◆ **CONSIGNE**:
Recopiez à l'identique toutes les entrées qui suivent, sans en modifier un seul caractère.

======== DONNÉES BRUTES ========

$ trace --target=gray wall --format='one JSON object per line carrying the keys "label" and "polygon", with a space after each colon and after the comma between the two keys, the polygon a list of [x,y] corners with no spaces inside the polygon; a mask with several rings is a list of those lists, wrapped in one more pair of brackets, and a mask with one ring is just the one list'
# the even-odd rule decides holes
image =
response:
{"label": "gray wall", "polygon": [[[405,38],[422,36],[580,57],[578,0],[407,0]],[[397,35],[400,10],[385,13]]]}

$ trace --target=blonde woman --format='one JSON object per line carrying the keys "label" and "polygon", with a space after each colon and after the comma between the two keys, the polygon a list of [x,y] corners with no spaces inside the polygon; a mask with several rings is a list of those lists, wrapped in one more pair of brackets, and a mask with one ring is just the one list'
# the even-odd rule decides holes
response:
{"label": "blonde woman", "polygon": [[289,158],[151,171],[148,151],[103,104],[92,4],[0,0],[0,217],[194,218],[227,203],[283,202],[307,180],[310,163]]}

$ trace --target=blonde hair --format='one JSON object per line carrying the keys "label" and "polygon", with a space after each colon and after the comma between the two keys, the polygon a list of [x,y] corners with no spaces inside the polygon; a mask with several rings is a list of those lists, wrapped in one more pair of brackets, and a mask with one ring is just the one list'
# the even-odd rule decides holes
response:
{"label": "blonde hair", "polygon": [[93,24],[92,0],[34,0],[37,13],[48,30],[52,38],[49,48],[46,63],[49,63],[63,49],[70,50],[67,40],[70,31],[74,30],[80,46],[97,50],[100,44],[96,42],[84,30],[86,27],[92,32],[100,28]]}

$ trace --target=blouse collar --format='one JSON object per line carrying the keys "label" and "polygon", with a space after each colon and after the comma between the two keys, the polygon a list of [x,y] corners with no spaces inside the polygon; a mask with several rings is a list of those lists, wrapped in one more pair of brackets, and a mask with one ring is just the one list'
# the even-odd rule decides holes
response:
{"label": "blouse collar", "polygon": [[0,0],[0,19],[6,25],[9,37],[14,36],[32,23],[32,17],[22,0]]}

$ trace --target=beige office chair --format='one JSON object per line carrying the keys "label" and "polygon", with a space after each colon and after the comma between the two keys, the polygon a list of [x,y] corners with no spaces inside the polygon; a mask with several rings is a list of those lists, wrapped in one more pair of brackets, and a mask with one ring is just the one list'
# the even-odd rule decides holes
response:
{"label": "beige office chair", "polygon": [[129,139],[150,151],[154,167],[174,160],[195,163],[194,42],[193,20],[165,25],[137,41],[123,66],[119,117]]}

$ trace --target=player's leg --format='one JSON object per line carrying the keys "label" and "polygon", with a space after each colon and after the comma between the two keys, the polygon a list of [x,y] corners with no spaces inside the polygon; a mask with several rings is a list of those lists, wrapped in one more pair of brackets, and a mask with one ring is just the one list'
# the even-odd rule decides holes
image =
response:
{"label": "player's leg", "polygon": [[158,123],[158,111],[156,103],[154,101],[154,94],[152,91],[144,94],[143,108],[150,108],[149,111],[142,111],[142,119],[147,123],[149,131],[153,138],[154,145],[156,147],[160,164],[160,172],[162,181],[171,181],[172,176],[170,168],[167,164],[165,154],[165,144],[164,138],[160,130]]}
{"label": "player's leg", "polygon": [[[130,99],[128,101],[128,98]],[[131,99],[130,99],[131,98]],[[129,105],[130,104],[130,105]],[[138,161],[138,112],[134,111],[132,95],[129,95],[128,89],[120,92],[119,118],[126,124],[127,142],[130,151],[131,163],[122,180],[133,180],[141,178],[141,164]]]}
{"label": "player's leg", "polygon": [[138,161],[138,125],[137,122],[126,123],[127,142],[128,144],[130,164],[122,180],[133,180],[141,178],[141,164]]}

========

◆ **SOLUTION RÉDIGÉE**:
$ trace --target=gray wall --format='one JSON object per line carrying the keys "label" and "polygon", with a space after each colon and after the comma between the two keys, the polygon a list of [x,y] corners with no spaces inside the polygon; a mask with several rings is a list of those lists, wrapped in one more pair of brackets, and a mask with one ring is just the one list'
# the even-odd rule decides holes
image =
response:
{"label": "gray wall", "polygon": [[[405,38],[422,36],[580,57],[578,0],[407,0]],[[397,35],[400,10],[385,13]]]}

$ trace --target=blonde woman --format='one JSON object per line carrying the keys "label" and "polygon", with a space after each colon and after the comma between the two keys, the polygon a list of [x,y] corners with no spaces inside the polygon; a mask with several rings is a list of those lists, wrapped in one more pair of brackets, and a mask with one ring is just the one list'
# the even-odd rule decides holes
response:
{"label": "blonde woman", "polygon": [[289,158],[151,171],[148,151],[103,104],[92,4],[0,0],[0,217],[194,218],[227,203],[283,202],[307,180],[310,163]]}

$ trace --target=blonde hair --format='one JSON object per line carrying the keys "label" and "polygon", with a space after each colon and after the comma between the two keys, the polygon a list of [x,y] corners with no spaces inside the polygon; a mask with several rings is a list of those lists, wrapped in one more pair of brackets, and a mask with one ring is just the one list'
# the even-odd rule decides holes
response:
{"label": "blonde hair", "polygon": [[93,24],[92,0],[34,0],[37,13],[48,30],[52,38],[49,48],[46,63],[49,63],[63,49],[70,50],[67,40],[70,31],[74,30],[80,46],[97,50],[100,44],[96,42],[84,30],[86,27],[92,32],[100,28]]}

$ trace --target=blouse collar --format='one JSON object per line carrying the keys "label" and "polygon", with a space after each colon and after the comma between the two keys, the polygon a list of [x,y] corners with no spaces inside the polygon; a mask with several rings is a list of those lists, wrapped in one more pair of brackets, and a mask with one ring is just the one list'
# the even-odd rule decides holes
response:
{"label": "blouse collar", "polygon": [[0,0],[0,19],[6,25],[9,37],[14,36],[32,23],[32,17],[22,0]]}

$ trace --target=beige office chair --format='one JSON object per line carrying the keys "label" and "polygon", with a space after each colon and after the comma between the two keys, the polygon a list of [x,y] corners with no spaces inside the polygon; a mask with several rings is a list of those lists, wrapped in one more pair of brackets, and a mask with one ring is just the one list'
# the even-odd rule decides holes
response:
{"label": "beige office chair", "polygon": [[129,139],[150,151],[154,167],[174,160],[195,163],[194,42],[193,20],[165,25],[137,41],[123,66],[119,117]]}

$ trace --target=player's leg --format='one JSON object per line carrying the keys "label" and "polygon", with a space after each colon and after the comma between the two keys, the polygon a list of [x,y] corners with no spaces inside the polygon; a mask with several rings is a list of those lists, wrapped in one more pair of brackets, and a mask with one ring is just the one list'
# the even-odd rule decides holes
image =
response:
{"label": "player's leg", "polygon": [[158,123],[158,111],[156,103],[154,101],[154,94],[152,91],[144,94],[143,108],[150,108],[149,111],[142,111],[142,119],[147,123],[149,131],[153,138],[154,145],[156,147],[160,164],[160,172],[162,181],[171,181],[172,176],[170,168],[167,164],[165,154],[165,144],[164,138],[160,130]]}
{"label": "player's leg", "polygon": [[[130,99],[128,101],[128,98]],[[131,99],[130,99],[131,98]],[[129,105],[130,104],[130,105]],[[138,161],[138,112],[134,111],[132,95],[129,95],[128,89],[120,92],[119,118],[126,124],[127,142],[130,151],[131,163],[122,180],[133,180],[141,178],[141,164]]]}
{"label": "player's leg", "polygon": [[138,161],[138,125],[137,122],[126,123],[127,142],[128,144],[130,164],[122,180],[133,180],[141,178],[141,164]]}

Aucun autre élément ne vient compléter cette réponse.